Blood-thinning drugs may protect against dementia as well as stroke in people with an irregular heartbeat, new research suggests.

A Swedish study found that patients being treated for atrial fibrillation were less likely to develop dementia if they were taking anticoagulants.

Their risk was reduced by up to 48% compared with others with the same condition who were not prescribed the drugs.

The study, published in the European Heart Journal, found no difference in dementia prevention between the older blood-thinning drug warfarin and newer anticoagulants.

Researchers found that of 444,106 patients in Sweden who had atrial fibrillation, an abnormal heart condition that can provoke strokes, those taking drugs to prevent blood clots had a 29% lower risk of developing dementia.

The risk further decreased as patients continued to take the medication.

The study is the largest ever on the link between anticoagulants and dementia in atrial fibrillation patients.

The strong link with dementia suggests blood thinners are responsible for lowering risk, but clinical trials would be needed to establish cause-and-effect, the scientists said. There is, however, a catch.

"Such studies cannot be done because of ethical reasons," said lead author Leif Friberg, a researcher at the Karolinska Institute in Stockholm.

"It is not possible to give placebo to atrial fibrillation patients and then wait for dementia or stroke to occur."

Scientists had speculated that anticoagulants might stave off dementia because they prevent tiny clots that can cause unnoticed microscopic strokes, a major contributor to cognitive decline.

Natural language region descriptions:

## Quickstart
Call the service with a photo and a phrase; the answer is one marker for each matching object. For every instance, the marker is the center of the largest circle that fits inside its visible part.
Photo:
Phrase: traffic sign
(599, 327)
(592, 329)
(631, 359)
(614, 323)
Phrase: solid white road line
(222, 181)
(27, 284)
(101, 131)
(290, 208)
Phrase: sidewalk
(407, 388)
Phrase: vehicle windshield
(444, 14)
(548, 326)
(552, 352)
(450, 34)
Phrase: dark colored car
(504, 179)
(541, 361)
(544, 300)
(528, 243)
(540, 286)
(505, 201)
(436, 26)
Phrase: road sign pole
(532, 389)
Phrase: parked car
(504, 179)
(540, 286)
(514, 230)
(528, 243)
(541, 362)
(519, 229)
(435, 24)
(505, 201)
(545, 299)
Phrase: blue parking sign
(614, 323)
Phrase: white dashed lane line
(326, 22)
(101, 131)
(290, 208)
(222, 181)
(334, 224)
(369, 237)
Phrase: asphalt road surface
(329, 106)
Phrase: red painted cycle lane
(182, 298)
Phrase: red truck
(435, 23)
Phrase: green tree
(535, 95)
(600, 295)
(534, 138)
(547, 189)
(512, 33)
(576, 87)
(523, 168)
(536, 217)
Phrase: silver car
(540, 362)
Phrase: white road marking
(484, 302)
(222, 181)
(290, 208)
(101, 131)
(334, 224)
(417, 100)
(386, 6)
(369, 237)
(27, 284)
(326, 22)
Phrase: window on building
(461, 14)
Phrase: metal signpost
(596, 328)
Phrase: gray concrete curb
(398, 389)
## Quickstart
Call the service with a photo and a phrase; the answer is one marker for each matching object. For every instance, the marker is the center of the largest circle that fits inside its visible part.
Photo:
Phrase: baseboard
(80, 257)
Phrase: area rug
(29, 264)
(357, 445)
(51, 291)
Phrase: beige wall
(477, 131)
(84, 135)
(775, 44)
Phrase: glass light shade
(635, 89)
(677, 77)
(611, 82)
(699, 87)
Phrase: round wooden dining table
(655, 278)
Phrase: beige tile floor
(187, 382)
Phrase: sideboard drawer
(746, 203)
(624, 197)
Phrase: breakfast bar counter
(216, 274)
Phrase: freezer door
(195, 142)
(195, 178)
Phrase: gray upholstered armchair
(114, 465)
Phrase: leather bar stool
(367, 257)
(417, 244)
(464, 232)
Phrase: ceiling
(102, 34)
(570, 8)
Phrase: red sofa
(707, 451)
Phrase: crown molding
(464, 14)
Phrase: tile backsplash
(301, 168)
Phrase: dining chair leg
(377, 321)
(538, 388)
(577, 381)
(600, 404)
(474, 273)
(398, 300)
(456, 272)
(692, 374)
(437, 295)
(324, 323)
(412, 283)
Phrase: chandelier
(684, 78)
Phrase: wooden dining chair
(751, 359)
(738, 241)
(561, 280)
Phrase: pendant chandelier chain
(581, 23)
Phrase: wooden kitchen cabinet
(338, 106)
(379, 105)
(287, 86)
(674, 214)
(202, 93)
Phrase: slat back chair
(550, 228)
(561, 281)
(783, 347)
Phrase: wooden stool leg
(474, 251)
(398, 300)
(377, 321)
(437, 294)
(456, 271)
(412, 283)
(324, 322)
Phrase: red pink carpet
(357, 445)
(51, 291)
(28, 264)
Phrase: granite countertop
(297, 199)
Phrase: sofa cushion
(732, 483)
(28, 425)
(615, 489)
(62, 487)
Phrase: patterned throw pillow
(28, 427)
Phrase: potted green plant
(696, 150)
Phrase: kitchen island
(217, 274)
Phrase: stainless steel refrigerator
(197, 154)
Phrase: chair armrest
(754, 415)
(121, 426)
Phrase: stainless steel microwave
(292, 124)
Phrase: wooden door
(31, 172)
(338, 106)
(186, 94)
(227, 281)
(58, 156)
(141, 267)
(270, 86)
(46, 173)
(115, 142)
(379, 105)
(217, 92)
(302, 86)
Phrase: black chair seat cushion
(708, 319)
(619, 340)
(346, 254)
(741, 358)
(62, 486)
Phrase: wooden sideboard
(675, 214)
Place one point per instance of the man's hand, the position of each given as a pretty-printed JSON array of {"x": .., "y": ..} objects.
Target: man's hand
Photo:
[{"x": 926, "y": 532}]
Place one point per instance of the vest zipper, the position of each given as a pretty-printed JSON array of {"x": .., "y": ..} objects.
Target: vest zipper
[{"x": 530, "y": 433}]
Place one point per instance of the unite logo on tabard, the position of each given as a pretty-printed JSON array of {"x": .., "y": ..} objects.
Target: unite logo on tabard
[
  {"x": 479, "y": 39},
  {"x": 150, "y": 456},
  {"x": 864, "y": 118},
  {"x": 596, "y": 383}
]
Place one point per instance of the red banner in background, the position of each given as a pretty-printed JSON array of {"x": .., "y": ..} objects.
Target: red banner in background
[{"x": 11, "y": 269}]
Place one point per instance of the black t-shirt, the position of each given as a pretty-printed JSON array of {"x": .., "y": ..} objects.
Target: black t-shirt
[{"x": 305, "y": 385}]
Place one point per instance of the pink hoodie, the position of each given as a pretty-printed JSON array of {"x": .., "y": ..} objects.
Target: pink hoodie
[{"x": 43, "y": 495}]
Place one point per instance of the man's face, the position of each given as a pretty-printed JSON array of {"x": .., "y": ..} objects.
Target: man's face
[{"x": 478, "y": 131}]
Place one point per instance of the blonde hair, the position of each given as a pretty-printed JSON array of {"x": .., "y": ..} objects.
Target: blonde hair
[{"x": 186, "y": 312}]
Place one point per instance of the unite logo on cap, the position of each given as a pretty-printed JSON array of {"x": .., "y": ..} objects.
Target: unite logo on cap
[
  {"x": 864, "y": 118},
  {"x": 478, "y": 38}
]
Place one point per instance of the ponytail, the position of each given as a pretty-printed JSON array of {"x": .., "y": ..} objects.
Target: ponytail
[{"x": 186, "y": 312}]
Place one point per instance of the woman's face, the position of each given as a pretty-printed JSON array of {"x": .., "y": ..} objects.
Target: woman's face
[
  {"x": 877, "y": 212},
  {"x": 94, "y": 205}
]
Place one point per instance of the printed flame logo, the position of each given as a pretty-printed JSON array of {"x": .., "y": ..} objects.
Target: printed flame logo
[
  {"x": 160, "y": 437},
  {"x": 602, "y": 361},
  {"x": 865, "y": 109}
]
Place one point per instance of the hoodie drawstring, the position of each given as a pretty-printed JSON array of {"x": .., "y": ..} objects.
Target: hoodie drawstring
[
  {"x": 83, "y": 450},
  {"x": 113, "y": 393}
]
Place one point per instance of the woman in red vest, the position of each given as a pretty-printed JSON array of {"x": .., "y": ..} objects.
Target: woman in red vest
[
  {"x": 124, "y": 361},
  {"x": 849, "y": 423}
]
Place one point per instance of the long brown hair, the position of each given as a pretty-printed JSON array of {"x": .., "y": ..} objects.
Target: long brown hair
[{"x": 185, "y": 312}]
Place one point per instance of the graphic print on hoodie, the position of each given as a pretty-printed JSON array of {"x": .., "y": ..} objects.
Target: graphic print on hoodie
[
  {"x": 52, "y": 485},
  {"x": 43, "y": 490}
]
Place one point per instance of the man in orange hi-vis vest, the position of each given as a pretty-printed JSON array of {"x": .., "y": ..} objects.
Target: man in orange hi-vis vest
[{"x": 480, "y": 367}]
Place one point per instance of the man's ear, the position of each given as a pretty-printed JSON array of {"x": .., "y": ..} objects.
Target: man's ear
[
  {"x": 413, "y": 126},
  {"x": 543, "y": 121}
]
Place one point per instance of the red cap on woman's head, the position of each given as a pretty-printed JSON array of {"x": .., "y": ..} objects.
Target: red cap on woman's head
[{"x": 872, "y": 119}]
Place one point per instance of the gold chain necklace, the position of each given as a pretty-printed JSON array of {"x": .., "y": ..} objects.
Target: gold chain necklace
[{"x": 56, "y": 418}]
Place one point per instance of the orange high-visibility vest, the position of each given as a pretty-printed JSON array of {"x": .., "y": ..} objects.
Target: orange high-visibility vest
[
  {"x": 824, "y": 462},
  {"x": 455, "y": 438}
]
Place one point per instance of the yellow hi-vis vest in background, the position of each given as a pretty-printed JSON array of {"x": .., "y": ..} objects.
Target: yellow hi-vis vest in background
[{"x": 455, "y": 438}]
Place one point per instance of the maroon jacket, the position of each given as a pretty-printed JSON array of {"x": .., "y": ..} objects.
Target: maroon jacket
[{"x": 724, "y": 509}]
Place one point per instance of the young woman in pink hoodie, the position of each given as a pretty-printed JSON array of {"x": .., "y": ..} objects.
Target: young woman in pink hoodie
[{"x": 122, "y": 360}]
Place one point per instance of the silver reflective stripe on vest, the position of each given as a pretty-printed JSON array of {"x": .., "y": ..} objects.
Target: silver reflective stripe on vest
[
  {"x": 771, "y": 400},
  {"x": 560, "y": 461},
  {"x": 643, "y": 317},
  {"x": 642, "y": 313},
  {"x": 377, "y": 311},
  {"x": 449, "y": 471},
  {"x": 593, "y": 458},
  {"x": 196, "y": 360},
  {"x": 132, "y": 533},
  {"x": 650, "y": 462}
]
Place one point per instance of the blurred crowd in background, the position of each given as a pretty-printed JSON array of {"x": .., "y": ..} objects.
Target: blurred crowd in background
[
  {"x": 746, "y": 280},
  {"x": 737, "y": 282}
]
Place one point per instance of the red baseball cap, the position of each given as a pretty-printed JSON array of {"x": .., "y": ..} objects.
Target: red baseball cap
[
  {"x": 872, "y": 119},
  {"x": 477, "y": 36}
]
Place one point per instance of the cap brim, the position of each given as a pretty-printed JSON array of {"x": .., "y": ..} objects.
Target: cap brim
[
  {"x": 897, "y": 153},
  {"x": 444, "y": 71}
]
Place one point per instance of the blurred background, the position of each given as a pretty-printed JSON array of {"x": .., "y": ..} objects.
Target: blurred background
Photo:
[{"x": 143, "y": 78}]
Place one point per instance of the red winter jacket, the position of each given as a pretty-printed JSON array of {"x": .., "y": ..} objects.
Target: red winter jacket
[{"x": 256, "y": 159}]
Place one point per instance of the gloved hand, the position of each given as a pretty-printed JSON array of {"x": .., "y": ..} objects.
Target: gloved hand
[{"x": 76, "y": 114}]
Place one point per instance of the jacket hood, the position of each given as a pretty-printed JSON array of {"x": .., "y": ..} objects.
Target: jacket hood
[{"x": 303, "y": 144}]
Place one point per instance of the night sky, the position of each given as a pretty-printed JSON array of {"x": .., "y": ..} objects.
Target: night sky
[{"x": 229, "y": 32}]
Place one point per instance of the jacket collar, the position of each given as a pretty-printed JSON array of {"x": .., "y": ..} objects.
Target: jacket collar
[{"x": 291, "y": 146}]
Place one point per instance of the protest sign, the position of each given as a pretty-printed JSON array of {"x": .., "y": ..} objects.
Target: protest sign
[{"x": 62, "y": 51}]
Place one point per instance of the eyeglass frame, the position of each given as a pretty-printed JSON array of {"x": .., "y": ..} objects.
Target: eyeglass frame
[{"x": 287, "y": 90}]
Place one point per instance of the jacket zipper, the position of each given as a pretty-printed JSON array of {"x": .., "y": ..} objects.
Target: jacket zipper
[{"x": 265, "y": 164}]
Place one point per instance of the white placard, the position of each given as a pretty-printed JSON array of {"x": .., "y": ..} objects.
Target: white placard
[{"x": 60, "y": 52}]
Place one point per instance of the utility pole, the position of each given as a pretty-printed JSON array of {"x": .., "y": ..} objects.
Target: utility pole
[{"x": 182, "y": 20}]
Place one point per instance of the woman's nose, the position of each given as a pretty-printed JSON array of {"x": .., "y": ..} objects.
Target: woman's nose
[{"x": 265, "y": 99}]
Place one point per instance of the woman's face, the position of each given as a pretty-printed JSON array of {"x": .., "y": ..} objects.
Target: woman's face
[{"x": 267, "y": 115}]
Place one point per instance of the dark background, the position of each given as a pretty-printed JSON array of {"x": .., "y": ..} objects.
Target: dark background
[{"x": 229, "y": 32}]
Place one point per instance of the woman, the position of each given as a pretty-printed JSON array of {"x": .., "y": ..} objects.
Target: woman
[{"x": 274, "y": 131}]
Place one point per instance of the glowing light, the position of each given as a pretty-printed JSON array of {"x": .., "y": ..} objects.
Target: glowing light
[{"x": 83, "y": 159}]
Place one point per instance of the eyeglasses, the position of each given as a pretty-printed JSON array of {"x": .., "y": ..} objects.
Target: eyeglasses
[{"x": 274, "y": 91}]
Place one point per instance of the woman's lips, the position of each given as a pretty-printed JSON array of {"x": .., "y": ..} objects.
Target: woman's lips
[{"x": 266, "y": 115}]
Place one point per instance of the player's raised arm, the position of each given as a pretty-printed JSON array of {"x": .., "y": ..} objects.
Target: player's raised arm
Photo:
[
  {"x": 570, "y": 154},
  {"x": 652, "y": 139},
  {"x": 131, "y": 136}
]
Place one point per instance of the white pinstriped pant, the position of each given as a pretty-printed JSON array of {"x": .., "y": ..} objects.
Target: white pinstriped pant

* _The problem_
Resume the article on blood-thinning drugs and dementia above, continuing from its last sentence.

* _The answer_
Researchers identified all patients in Sweden diagnosed with atrial fibrillation between 2006 and 2014.

They then checked on what drugs had been prescribed, and followed the patients' progress.

When they first joined the study, 54% of patients were not taking oral anticoagulants such as warfarin or apixaban.

The researchers found that the strongest predictors for dementia were lack of oral anticoagulant treatment, ageing, Parkinson's disease and alcohol abuse.

They also found that the sooner oral anticoagulant treatment was started after a diagnosis of atrial fibrillation, the greater the protective effect against dementia.

Friberg said patients should be started on blood-thinners immediately after diagnosis, and continue taking the medication.

"Doctors should not tell their patients to stop using oral anticoagulants without a really good reason," he said in a statement.

An alarmingly high per centage of patients stop taking their medication after a few years, he added.

"In the first year, approximately 15% stop taking the drugs, then approximately 10% each year."